● EXTRACT TO READ:
··········

This week I dug a bit deeper into the citation data, created some additional visuals, and looked into some tools to scrape mentions of DataONE on the web. (I refer a lot to “citing” and “cited” articles in this post so here’s a clarification: citing = all articles that have cited a DataONE article, cited = a DataONE article (i.e., a Library 1 article in Zotero).)
With VOSviewer I used a text corpus of all the titles and abstracts of the articles that have cited DataONE articles and mapped their keyword co-occurrences. Based on this analysis there appears to be be three main areas of concentration of the citing articles: Ecology, citizen science and data sharing/management. This was based on the citing articles that are currently available in Web of Science (WoS).
Next, I used Bibexcel to look at the frequency of subject categories of the citing articles that were available in WoS. This provided a further breakdown of subject areas that cited DataONE articles are reaching. The majority are coming from ecology and various life sciences fields or a technological field such as computer science or library information science.

··········

[Image-grounded pointing data]
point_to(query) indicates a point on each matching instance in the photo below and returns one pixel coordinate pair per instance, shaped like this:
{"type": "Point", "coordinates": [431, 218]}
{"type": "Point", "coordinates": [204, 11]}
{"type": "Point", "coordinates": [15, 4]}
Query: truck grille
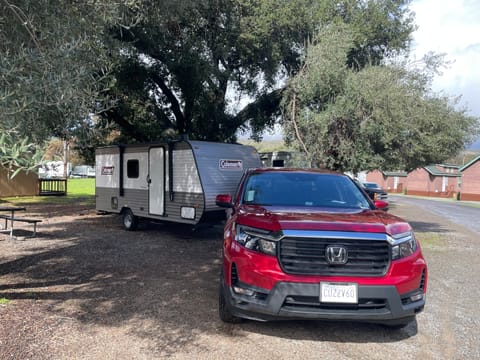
{"type": "Point", "coordinates": [306, 256]}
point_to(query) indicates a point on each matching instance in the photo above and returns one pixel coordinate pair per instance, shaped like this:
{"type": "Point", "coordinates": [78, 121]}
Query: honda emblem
{"type": "Point", "coordinates": [336, 255]}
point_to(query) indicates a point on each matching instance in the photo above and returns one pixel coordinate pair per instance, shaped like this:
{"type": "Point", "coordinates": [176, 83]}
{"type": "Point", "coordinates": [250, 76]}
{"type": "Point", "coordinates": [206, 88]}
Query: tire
{"type": "Point", "coordinates": [223, 311]}
{"type": "Point", "coordinates": [130, 221]}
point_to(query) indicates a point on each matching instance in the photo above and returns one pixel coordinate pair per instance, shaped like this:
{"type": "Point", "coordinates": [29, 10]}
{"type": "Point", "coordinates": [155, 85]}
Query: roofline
{"type": "Point", "coordinates": [473, 161]}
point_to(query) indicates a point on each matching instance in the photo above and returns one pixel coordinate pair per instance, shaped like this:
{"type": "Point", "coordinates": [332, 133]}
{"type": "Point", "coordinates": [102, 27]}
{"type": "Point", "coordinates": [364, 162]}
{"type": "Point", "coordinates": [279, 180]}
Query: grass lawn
{"type": "Point", "coordinates": [78, 191]}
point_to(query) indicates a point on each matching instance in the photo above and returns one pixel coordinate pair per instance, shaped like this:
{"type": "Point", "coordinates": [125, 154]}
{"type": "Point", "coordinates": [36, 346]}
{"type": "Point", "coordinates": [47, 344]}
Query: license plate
{"type": "Point", "coordinates": [343, 293]}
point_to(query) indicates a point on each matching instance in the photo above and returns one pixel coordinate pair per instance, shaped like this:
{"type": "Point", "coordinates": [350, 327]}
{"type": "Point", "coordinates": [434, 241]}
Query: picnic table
{"type": "Point", "coordinates": [11, 218]}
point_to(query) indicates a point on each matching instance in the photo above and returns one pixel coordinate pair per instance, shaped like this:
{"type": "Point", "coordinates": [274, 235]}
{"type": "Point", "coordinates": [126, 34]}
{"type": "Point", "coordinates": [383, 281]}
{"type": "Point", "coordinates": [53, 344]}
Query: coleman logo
{"type": "Point", "coordinates": [107, 170]}
{"type": "Point", "coordinates": [336, 255]}
{"type": "Point", "coordinates": [225, 164]}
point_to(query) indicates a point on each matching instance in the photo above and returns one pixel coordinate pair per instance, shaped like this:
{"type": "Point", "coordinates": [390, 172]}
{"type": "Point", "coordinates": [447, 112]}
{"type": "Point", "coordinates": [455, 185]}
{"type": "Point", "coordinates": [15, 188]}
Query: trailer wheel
{"type": "Point", "coordinates": [130, 221]}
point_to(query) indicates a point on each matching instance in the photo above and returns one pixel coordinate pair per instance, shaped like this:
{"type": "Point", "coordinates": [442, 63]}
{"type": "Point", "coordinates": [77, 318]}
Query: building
{"type": "Point", "coordinates": [23, 184]}
{"type": "Point", "coordinates": [434, 180]}
{"type": "Point", "coordinates": [470, 189]}
{"type": "Point", "coordinates": [391, 181]}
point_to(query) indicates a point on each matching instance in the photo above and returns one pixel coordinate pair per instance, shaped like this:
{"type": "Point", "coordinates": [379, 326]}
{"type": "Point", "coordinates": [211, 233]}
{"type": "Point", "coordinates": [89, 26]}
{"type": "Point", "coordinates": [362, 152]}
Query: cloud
{"type": "Point", "coordinates": [452, 27]}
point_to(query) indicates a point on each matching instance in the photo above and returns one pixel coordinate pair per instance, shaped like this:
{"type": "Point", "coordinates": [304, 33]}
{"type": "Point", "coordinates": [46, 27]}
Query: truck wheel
{"type": "Point", "coordinates": [130, 221]}
{"type": "Point", "coordinates": [223, 310]}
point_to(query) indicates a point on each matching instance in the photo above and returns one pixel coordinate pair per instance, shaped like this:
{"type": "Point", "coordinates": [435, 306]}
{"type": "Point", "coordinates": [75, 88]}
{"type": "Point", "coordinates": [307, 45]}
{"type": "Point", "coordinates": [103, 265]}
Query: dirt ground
{"type": "Point", "coordinates": [84, 288]}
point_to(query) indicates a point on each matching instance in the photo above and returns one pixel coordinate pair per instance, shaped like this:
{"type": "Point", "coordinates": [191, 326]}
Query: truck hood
{"type": "Point", "coordinates": [274, 219]}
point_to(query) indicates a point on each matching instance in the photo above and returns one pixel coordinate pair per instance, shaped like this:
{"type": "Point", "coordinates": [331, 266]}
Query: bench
{"type": "Point", "coordinates": [20, 219]}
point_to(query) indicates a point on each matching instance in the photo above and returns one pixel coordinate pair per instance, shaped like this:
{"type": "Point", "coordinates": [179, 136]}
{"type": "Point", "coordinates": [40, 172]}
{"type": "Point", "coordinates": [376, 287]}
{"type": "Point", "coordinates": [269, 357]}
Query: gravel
{"type": "Point", "coordinates": [84, 288]}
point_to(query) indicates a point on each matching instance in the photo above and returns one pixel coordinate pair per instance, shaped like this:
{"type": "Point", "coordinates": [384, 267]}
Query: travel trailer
{"type": "Point", "coordinates": [174, 182]}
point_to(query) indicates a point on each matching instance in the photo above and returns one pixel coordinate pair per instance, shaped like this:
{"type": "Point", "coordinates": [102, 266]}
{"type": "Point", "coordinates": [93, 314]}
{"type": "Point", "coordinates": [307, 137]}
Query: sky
{"type": "Point", "coordinates": [452, 27]}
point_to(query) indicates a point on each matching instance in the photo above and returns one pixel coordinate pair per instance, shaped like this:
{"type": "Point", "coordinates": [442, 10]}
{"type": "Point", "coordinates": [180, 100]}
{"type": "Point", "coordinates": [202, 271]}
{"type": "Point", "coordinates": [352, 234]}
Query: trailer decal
{"type": "Point", "coordinates": [107, 170]}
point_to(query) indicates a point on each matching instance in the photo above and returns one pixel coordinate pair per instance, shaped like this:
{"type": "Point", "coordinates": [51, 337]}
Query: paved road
{"type": "Point", "coordinates": [457, 212]}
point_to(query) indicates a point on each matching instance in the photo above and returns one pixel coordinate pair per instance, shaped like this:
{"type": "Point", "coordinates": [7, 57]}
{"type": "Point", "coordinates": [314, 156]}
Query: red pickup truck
{"type": "Point", "coordinates": [308, 244]}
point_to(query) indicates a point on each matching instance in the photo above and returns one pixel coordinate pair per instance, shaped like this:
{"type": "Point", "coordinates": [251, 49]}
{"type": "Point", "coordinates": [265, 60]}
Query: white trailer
{"type": "Point", "coordinates": [175, 181]}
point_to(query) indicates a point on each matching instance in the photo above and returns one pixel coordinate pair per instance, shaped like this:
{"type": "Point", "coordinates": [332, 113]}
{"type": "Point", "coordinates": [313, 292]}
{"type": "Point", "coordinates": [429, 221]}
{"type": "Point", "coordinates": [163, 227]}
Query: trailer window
{"type": "Point", "coordinates": [133, 169]}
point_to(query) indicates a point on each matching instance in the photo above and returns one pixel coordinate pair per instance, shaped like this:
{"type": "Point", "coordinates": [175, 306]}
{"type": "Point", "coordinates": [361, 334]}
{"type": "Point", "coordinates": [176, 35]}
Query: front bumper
{"type": "Point", "coordinates": [289, 301]}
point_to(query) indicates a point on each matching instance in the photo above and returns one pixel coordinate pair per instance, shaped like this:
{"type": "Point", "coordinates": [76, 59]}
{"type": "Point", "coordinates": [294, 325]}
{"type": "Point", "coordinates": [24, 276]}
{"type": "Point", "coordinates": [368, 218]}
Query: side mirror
{"type": "Point", "coordinates": [224, 201]}
{"type": "Point", "coordinates": [381, 205]}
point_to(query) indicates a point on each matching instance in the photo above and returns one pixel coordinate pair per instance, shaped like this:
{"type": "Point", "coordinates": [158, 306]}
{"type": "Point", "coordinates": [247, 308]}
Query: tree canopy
{"type": "Point", "coordinates": [381, 116]}
{"type": "Point", "coordinates": [143, 70]}
{"type": "Point", "coordinates": [182, 64]}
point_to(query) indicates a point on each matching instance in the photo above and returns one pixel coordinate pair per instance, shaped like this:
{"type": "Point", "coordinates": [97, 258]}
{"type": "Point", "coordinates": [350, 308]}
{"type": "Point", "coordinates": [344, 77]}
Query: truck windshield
{"type": "Point", "coordinates": [303, 190]}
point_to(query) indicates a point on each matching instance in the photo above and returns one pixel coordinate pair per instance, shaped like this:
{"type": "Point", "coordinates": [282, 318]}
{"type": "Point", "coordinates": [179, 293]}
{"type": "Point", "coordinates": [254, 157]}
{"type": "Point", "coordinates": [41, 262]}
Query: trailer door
{"type": "Point", "coordinates": [156, 180]}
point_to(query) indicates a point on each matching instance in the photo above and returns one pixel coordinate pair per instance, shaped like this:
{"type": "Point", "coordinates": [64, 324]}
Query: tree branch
{"type": "Point", "coordinates": [112, 114]}
{"type": "Point", "coordinates": [174, 104]}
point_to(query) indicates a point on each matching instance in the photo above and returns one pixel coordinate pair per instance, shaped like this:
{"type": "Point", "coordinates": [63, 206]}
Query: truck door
{"type": "Point", "coordinates": [156, 180]}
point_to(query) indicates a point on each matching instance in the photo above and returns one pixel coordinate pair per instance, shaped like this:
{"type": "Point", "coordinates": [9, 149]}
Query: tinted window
{"type": "Point", "coordinates": [303, 190]}
{"type": "Point", "coordinates": [133, 169]}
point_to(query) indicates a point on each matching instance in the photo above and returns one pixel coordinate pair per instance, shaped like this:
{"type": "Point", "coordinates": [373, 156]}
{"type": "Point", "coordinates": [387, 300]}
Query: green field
{"type": "Point", "coordinates": [80, 191]}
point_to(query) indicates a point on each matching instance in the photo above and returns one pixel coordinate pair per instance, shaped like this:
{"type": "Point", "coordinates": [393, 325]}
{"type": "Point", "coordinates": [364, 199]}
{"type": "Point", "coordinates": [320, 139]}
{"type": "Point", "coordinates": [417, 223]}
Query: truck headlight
{"type": "Point", "coordinates": [256, 240]}
{"type": "Point", "coordinates": [403, 245]}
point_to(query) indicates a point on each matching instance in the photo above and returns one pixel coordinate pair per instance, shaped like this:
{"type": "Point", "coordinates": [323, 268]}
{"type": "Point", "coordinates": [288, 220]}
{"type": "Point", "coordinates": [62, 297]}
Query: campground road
{"type": "Point", "coordinates": [87, 289]}
{"type": "Point", "coordinates": [457, 212]}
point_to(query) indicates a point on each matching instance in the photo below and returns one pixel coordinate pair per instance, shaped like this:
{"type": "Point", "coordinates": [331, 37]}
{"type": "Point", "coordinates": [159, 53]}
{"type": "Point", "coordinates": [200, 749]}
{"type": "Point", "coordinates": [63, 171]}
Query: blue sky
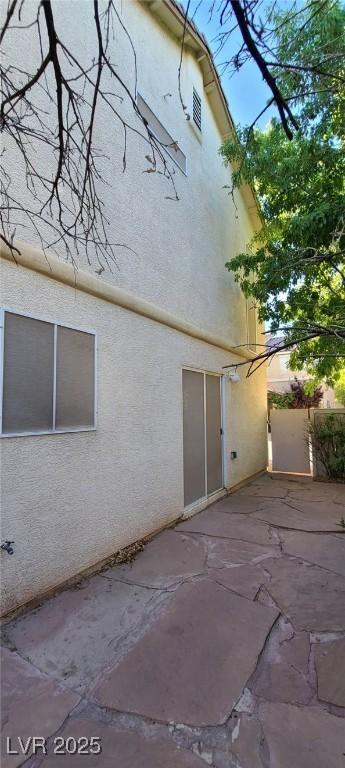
{"type": "Point", "coordinates": [245, 90]}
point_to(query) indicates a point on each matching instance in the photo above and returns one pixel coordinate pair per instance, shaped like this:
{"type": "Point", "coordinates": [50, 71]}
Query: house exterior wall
{"type": "Point", "coordinates": [70, 500]}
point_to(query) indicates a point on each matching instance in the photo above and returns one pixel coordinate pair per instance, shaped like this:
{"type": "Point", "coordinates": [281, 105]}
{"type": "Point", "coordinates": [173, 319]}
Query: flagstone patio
{"type": "Point", "coordinates": [222, 644]}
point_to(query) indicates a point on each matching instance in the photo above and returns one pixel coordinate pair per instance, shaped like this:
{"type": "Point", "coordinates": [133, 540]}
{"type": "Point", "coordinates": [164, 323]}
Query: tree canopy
{"type": "Point", "coordinates": [294, 268]}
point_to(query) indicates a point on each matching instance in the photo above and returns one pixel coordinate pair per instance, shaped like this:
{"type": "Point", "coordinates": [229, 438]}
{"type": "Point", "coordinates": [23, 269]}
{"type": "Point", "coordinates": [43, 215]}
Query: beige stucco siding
{"type": "Point", "coordinates": [70, 500]}
{"type": "Point", "coordinates": [180, 247]}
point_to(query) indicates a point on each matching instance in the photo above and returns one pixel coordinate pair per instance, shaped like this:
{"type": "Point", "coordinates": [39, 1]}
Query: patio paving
{"type": "Point", "coordinates": [222, 644]}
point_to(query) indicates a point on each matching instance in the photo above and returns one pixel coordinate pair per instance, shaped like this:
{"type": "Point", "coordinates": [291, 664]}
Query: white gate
{"type": "Point", "coordinates": [290, 446]}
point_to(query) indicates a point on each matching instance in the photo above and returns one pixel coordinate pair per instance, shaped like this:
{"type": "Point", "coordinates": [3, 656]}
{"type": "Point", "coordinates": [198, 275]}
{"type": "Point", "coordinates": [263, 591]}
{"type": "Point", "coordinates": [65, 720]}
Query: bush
{"type": "Point", "coordinates": [328, 441]}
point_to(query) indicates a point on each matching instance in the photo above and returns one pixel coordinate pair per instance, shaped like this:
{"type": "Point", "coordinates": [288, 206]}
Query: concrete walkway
{"type": "Point", "coordinates": [222, 644]}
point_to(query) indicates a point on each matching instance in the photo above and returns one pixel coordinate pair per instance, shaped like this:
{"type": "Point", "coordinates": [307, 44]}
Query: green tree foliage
{"type": "Point", "coordinates": [298, 258]}
{"type": "Point", "coordinates": [328, 438]}
{"type": "Point", "coordinates": [303, 394]}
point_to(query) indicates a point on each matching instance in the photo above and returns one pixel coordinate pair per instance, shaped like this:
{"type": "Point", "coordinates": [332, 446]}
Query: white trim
{"type": "Point", "coordinates": [65, 431]}
{"type": "Point", "coordinates": [223, 410]}
{"type": "Point", "coordinates": [56, 325]}
{"type": "Point", "coordinates": [55, 269]}
{"type": "Point", "coordinates": [205, 437]}
{"type": "Point", "coordinates": [45, 319]}
{"type": "Point", "coordinates": [2, 353]}
{"type": "Point", "coordinates": [54, 377]}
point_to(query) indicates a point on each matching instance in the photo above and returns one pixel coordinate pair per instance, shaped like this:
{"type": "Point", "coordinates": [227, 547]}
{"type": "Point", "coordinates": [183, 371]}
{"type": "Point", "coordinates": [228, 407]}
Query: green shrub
{"type": "Point", "coordinates": [328, 439]}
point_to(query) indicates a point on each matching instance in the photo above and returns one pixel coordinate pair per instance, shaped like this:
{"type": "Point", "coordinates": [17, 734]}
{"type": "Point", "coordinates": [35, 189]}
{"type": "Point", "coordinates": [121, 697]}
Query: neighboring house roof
{"type": "Point", "coordinates": [172, 14]}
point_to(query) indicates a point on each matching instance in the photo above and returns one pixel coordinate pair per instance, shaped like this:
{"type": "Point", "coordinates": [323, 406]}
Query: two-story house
{"type": "Point", "coordinates": [118, 416]}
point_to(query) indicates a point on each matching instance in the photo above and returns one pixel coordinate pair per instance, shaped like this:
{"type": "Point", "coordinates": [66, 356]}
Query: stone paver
{"type": "Point", "coordinates": [165, 561]}
{"type": "Point", "coordinates": [330, 670]}
{"type": "Point", "coordinates": [32, 704]}
{"type": "Point", "coordinates": [311, 597]}
{"type": "Point", "coordinates": [302, 737]}
{"type": "Point", "coordinates": [283, 670]}
{"type": "Point", "coordinates": [192, 664]}
{"type": "Point", "coordinates": [301, 516]}
{"type": "Point", "coordinates": [75, 634]}
{"type": "Point", "coordinates": [222, 644]}
{"type": "Point", "coordinates": [326, 551]}
{"type": "Point", "coordinates": [246, 580]}
{"type": "Point", "coordinates": [222, 552]}
{"type": "Point", "coordinates": [241, 505]}
{"type": "Point", "coordinates": [226, 526]}
{"type": "Point", "coordinates": [121, 749]}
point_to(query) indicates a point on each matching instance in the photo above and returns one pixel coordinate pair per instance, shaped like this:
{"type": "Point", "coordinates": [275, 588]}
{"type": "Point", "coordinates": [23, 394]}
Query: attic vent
{"type": "Point", "coordinates": [197, 109]}
{"type": "Point", "coordinates": [169, 145]}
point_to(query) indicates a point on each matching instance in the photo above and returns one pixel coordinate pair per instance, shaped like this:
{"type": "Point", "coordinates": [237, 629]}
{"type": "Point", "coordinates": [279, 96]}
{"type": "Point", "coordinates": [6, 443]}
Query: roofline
{"type": "Point", "coordinates": [172, 15]}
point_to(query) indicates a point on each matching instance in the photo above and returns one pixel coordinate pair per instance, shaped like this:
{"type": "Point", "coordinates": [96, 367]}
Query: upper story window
{"type": "Point", "coordinates": [162, 135]}
{"type": "Point", "coordinates": [48, 377]}
{"type": "Point", "coordinates": [197, 109]}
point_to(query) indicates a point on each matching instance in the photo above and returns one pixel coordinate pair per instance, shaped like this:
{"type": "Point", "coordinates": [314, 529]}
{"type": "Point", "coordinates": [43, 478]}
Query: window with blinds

··········

● EXERCISE DESCRIPTION: Reproduce the entire text on DataONE citation analysis word for word.

● EXERCISE RESULT:
This week I dug a bit deeper into the citation data, created some additional visuals, and looked into some tools to scrape mentions of DataONE on the web. (I refer a lot to “citing” and “cited” articles in this post so here’s a clarification: citing = all articles that have cited a DataONE article, cited = a DataONE article (i.e., a Library 1 article in Zotero).)
With VOSviewer I used a text corpus of all the titles and abstracts of the articles that have cited DataONE articles and mapped their keyword co-occurrences. Based on this analysis there appears to be be three main areas of concentration of the citing articles: Ecology, citizen science and data sharing/management. This was based on the citing articles that are currently available in Web of Science (WoS).
Next, I used Bibexcel to look at the frequency of subject categories of the citing articles that were available in WoS. This provided a further breakdown of subject areas that cited DataONE articles are reaching. The majority are coming from ecology and various life sciences fields or a technological field such as computer science or library information science.